What to produce. Nothing but the lines from the one containing "Could you please locate the cut" to the end of the data should be returned, each exactly as written.

Records for processing.

********************

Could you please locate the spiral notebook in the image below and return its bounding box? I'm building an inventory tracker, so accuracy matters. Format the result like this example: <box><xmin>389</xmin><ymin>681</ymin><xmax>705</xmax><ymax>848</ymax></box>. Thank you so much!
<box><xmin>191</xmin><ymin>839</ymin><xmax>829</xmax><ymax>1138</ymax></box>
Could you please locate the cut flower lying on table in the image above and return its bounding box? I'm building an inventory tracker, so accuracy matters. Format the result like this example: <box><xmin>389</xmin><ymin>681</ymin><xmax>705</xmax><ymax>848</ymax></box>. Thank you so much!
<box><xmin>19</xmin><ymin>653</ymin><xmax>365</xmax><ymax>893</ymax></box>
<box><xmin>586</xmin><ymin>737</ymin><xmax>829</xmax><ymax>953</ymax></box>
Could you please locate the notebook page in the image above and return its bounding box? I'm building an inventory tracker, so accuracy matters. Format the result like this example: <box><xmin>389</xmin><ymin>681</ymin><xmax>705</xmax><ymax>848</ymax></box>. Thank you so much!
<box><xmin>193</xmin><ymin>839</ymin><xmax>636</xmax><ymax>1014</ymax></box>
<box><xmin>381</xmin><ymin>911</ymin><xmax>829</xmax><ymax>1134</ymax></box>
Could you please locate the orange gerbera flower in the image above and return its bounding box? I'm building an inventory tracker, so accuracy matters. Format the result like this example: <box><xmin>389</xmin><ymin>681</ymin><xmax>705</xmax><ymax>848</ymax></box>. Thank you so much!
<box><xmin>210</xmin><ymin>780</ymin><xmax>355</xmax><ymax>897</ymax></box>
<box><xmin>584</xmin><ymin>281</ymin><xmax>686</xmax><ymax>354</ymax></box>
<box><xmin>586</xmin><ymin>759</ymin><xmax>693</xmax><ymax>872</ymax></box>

********************

Your solution.
Could you please locate the cut flower lying on table in the image above and return its bounding box? I'm building an inventory tracker, so accuracy matters. Format the result like this example: <box><xmin>389</xmin><ymin>681</ymin><xmax>705</xmax><ymax>848</ymax></box>. Thank you so much!
<box><xmin>19</xmin><ymin>653</ymin><xmax>365</xmax><ymax>893</ymax></box>
<box><xmin>586</xmin><ymin>737</ymin><xmax>829</xmax><ymax>953</ymax></box>
Could you please locate the notebook page in the image above and return its bounding box? I'm building an inventory tracker, so accuracy matters. Format the result like this example: <box><xmin>389</xmin><ymin>681</ymin><xmax>705</xmax><ymax>848</ymax></box>. Thank you so much!
<box><xmin>193</xmin><ymin>839</ymin><xmax>636</xmax><ymax>1014</ymax></box>
<box><xmin>381</xmin><ymin>911</ymin><xmax>829</xmax><ymax>1134</ymax></box>
Could you please locate the orange gerbera flower in the image above and return its bounding box? I'm building an inventory tracker, so accuracy matters. Format the result like this example: <box><xmin>389</xmin><ymin>681</ymin><xmax>705</xmax><ymax>848</ymax></box>. Thank you so much!
<box><xmin>210</xmin><ymin>780</ymin><xmax>355</xmax><ymax>897</ymax></box>
<box><xmin>584</xmin><ymin>281</ymin><xmax>686</xmax><ymax>354</ymax></box>
<box><xmin>586</xmin><ymin>759</ymin><xmax>693</xmax><ymax>872</ymax></box>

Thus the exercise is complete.